Task prompt: Will you give every entry again exactly as it stands?

········

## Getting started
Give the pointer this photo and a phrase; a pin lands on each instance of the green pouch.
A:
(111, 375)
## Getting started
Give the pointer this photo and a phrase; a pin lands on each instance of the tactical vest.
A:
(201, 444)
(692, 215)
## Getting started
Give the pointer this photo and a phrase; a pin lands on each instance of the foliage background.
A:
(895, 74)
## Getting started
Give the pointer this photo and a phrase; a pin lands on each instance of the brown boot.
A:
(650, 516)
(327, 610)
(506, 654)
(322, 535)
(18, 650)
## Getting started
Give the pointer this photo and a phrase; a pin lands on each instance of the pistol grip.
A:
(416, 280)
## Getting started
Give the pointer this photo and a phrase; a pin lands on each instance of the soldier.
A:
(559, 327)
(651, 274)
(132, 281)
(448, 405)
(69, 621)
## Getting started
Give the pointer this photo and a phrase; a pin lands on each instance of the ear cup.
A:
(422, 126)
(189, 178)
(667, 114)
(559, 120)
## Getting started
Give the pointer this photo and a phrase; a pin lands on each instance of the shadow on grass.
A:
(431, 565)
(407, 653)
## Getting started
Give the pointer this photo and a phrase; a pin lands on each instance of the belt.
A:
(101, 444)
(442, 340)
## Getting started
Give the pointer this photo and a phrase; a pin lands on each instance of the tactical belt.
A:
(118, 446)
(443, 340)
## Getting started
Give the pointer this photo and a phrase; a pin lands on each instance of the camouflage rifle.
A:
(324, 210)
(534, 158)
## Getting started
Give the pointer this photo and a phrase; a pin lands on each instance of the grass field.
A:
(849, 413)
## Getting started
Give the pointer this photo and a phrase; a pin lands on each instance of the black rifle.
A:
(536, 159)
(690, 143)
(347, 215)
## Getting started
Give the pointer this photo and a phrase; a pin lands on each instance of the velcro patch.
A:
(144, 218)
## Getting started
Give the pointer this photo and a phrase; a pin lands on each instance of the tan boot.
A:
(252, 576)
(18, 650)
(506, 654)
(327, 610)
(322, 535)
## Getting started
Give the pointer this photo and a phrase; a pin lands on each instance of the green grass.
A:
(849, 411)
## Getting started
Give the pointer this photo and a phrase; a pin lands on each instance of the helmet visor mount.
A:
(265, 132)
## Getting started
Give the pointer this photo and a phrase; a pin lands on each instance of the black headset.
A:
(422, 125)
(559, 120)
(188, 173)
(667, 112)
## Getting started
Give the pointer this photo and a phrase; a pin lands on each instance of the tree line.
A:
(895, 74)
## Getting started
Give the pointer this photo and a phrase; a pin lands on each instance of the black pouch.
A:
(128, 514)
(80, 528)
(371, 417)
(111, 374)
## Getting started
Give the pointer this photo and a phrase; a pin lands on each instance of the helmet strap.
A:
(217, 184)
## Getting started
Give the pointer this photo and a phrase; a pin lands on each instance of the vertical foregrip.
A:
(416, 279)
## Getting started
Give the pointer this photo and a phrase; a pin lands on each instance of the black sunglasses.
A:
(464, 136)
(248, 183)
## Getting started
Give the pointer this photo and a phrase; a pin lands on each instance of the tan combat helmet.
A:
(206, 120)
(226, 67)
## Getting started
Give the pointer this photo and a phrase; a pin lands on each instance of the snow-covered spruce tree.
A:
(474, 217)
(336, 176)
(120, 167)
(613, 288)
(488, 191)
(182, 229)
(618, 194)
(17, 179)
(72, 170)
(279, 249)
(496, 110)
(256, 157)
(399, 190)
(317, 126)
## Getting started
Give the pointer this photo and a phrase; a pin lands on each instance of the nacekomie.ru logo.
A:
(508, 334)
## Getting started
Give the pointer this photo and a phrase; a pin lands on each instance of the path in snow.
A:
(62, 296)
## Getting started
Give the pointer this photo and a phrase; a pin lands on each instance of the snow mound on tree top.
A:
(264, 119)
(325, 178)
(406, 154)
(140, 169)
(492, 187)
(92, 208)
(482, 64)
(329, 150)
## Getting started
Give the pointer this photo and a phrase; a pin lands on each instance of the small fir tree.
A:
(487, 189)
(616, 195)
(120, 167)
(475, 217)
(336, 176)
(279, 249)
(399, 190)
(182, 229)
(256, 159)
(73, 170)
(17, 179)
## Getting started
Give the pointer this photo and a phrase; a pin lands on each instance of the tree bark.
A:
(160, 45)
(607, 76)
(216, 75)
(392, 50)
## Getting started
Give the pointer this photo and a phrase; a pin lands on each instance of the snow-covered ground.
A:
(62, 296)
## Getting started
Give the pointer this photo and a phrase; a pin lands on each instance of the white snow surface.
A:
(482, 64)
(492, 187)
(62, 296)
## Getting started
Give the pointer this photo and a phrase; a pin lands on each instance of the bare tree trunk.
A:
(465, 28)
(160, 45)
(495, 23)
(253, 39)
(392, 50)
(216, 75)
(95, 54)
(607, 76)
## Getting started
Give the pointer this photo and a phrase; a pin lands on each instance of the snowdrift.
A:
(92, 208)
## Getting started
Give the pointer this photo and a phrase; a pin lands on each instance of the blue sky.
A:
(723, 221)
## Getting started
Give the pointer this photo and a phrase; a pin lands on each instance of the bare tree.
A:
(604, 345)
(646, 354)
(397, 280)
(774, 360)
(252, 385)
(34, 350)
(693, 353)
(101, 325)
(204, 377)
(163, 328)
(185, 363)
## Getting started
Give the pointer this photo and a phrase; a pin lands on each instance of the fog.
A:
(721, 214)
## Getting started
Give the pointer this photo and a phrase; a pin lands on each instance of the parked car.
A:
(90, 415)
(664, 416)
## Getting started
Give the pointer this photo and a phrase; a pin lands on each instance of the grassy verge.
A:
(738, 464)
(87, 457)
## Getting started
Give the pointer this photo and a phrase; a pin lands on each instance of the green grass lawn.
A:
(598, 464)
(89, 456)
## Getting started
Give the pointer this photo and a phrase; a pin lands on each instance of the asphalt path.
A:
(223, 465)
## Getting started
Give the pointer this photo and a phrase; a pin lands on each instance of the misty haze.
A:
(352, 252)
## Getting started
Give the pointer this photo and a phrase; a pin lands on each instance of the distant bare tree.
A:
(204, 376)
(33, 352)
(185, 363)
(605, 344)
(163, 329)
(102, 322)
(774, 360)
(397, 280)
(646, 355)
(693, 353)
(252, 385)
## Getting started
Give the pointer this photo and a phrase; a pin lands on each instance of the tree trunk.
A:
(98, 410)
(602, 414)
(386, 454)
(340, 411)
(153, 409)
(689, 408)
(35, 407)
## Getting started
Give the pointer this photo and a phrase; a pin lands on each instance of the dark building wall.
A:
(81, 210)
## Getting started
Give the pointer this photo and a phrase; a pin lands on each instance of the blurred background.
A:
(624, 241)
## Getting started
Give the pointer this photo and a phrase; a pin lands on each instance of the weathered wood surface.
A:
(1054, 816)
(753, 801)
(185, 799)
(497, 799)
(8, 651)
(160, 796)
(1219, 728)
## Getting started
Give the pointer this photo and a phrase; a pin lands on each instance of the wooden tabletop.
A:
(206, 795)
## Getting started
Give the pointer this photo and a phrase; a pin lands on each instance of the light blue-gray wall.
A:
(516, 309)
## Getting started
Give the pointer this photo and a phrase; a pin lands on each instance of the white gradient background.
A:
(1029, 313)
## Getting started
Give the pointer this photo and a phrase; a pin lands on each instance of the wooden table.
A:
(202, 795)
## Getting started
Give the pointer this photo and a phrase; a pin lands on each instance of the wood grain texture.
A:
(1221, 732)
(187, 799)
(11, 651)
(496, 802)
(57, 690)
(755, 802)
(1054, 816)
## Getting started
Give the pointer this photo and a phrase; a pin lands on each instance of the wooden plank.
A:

········

Solution:
## Getting started
Give the pointer this photo and a phrase; a pin lands on each instance of the green pouch.
A:
(111, 375)
## Getting started
Give the pointer this photo and a phrase; a pin lands on each instance of the tactical vest.
A:
(201, 444)
(692, 215)
## Getting started
Give the pointer this photo and a phrase; a pin lands on each instance of the foliage background.
A:
(895, 74)
## Getting started
Give the pointer this photo and a phrase; a pin lands on each instance of the brown boot.
A:
(650, 516)
(327, 610)
(506, 654)
(322, 535)
(18, 650)
## Getting started
Give the pointer this photo and a phrase; a pin lands on each instance of the pistol grip.
A:
(416, 280)
## Getting started
Give the pointer this photo and a phrase; a pin lands on each instance of the soldier.
A:
(559, 327)
(651, 274)
(132, 281)
(448, 405)
(69, 621)
## Getting started
Give the pointer this photo and a phrase; a pin lands on each instance of the ear cup.
A:
(422, 126)
(189, 178)
(667, 114)
(559, 120)
## Getting started
Give the pointer this photo and a phrase; a pin lands on each instance of the shadow on grass.
A:
(431, 565)
(407, 653)
## Getting started
Give the pointer this photo and a phrase; a pin lands on each instance of the belt.
A:
(101, 444)
(442, 340)
## Getting started
Give the pointer this photo and a phrase; a pin lands on each instance of the tactical belt.
A:
(118, 446)
(443, 340)
## Getting started
Give the pointer this photo and a phrase; a pin lands on each instance of the camouflage rifle.
A:
(324, 210)
(534, 158)
## Getting started
Give the pointer this photo and a phrase; a pin lands on each instance of the grass field.
A:
(849, 413)
## Getting started
Give the pointer this photo and a phrase; a pin lands on each instance of the black rifle.
A:
(536, 159)
(690, 143)
(347, 215)
## Getting started
Give the pointer this photo and a phrase; a pin lands on each instance of the velcro patch.
A:
(144, 218)
## Getting started
Give the pointer this photo and a phrase; a pin lands on each instance of the tan boot.
A:
(252, 576)
(18, 650)
(506, 654)
(327, 610)
(322, 535)
## Getting started
Give the pointer this photo and a phrase; a pin lands on each instance of the green grass.
A:
(849, 411)
## Getting started
Give the pointer this photo and a phrase; a pin lands on each instance of the helmet visor mount.
A:
(265, 132)
## Getting started
Give the pointer this photo and a phrase; a pin lands on each instance of the black headset.
A:
(422, 125)
(559, 120)
(188, 173)
(667, 112)
## Getting started
Give the pointer this photo and a phrase; a pin lands on each instance of the tree line.
A:
(895, 74)
## Getting started
Give the pointer this photo and a phrase; a pin lands on each instance of the black pouch.
A:
(128, 514)
(80, 528)
(371, 417)
(111, 374)
## Getting started
Give the pointer this photo and a phrase; a pin lands on each instance of the helmet strap.
A:
(217, 184)
## Getting started
Give the pointer this photo and a phrase; a pin lands on each instance of the vertical foregrip.
A:
(416, 279)
## Getting started
Give the pointer this photo and a phrase; a pin lands on each instance of the black sunglasses.
A:
(464, 136)
(248, 183)
## Getting started
Give the pointer this photo and a phrase; a pin lands on each instance of the tan combat helmet.
A:
(206, 120)
(226, 67)
## Getting started
Give the pointer this photo and a phrase; a pin lands on each instance of the snow-covered spruce tree.
A:
(474, 217)
(336, 176)
(120, 167)
(613, 288)
(488, 191)
(182, 229)
(618, 194)
(17, 179)
(72, 170)
(279, 249)
(496, 110)
(256, 157)
(399, 190)
(317, 126)
## Getting started
Give the pointer this photo and a phrase; a pin lands on each instance of the nacekomie.ru logo.
A:
(508, 334)
## Getting started
Give the pointer this photo and a phrase; a pin lands on each instance of the path in snow.
A:
(62, 296)
## Getting started
Give the pointer this photo and a phrase; a pin lands on each instance of the snow mound on tree top.
A:
(264, 119)
(325, 178)
(406, 154)
(140, 169)
(492, 187)
(92, 208)
(482, 64)
(329, 150)
## Getting started
Give the pointer this photo and a phrase; a pin lands on each instance of the small fir tree.
A:
(487, 189)
(616, 195)
(120, 167)
(475, 217)
(336, 176)
(279, 249)
(399, 190)
(182, 229)
(256, 159)
(73, 170)
(17, 179)
## Getting started
Give the pointer this photo and a phrase; a pin lands on each instance of the tree bark.
A:
(160, 45)
(607, 76)
(216, 75)
(392, 50)
## Getting started
Give the pointer this photo and a phrase; a pin lands on each instance of the snow-covered ground.
A:
(62, 296)
## Getting started
Give the pointer this photo and a phrase; a pin lands on each instance of the white snow surface.
A:
(482, 64)
(492, 187)
(62, 296)
## Getting started
Give the pointer this photo and a phrase; a pin lands on each instance of the bare tree trunk.
A:
(465, 28)
(160, 45)
(495, 23)
(253, 39)
(392, 50)
(216, 75)
(95, 54)
(607, 76)
## Getting started
Give the pointer this photo and a phrase; a pin lands on each instance of the snowdrift.
A:
(92, 208)
## Getting started
Give the pointer this photo and a phrase; a pin lands on each instance of the blue sky.
A:
(723, 221)
## Getting started
Give the pointer this photo and a phrase; a pin lands on each instance of the bare tree.
A:
(604, 345)
(646, 354)
(397, 280)
(774, 360)
(252, 385)
(34, 350)
(693, 353)
(101, 325)
(204, 377)
(163, 328)
(185, 363)
## Getting started
Give the pointer this photo and a phrase; a pin lands on each instance of the fog.
A:
(721, 214)
## Getting started
Give the pointer this photo and a phrase; a pin lands on each instance of the parked car.
A:
(90, 415)
(664, 416)
## Getting started
Give the pointer this photo and a phrase; a pin lands on each instance of the grassy verge.
A:
(738, 464)
(87, 457)
## Getting started
Give the pointer this photo and a phrase; a pin lands on each instance of the green grass lawn.
A:
(598, 464)
(89, 456)
## Getting started
Give the pointer this photo and a phrase; a pin lands on each instance of the asphalt path.
A:
(223, 465)
## Getting started
Give the pointer this photo and a phrase; a pin lands on each instance of the misty haze.
A:
(352, 252)
## Getting started
Give the pointer this photo and a phrase; a pin lands on each instance of the distant bare tree.
A:
(204, 376)
(33, 352)
(185, 363)
(605, 344)
(163, 329)
(102, 322)
(774, 360)
(397, 280)
(646, 355)
(693, 353)
(252, 385)
## Getting started
Give the pointer this photo and a phrase; a pin lands on each instance of the tree trunk.
A:
(98, 410)
(602, 414)
(386, 454)
(340, 411)
(153, 409)
(689, 408)
(35, 407)
## Getting started
Give the pointer this photo and a phrase; a pin lands on each instance of the dark building wall.
A:
(81, 210)
## Getting started
Give the pointer this photo and a phrase; a pin lands on each instance of the blurred background.
A:
(624, 241)
## Getting started
Give the pointer this photo and a phrase; a pin lands on each instance of the weathered wood surface.
A:
(1054, 816)
(753, 801)
(185, 799)
(497, 799)
(8, 651)
(160, 796)
(1219, 728)
## Getting started
Give the pointer this photo and a phrase; a pin lands on each instance of the wooden tabletop.
A:
(206, 795)
## Getting started
Give the pointer this photo and a phrase; a pin lands on each instance of the light blue-gray wall.
A:
(516, 309)
## Getting started
Give the pointer this photo and a phrase; a pin lands on each instance of the white gradient background.
A:
(1029, 313)
## Getting started
Give the pointer this photo and a phrase; a pin lands on each instance of the wooden table.
A:
(202, 795)
## Getting started
Give the pointer this photo and a phrase; a pin lands on each instance of the wood grain texture.
A:
(1221, 732)
(187, 799)
(11, 651)
(496, 802)
(57, 690)
(755, 802)
(1054, 816)
## Getting started
Give the pointer this photo and a phrase; a pin lands on each instance of the wooden plank.
A:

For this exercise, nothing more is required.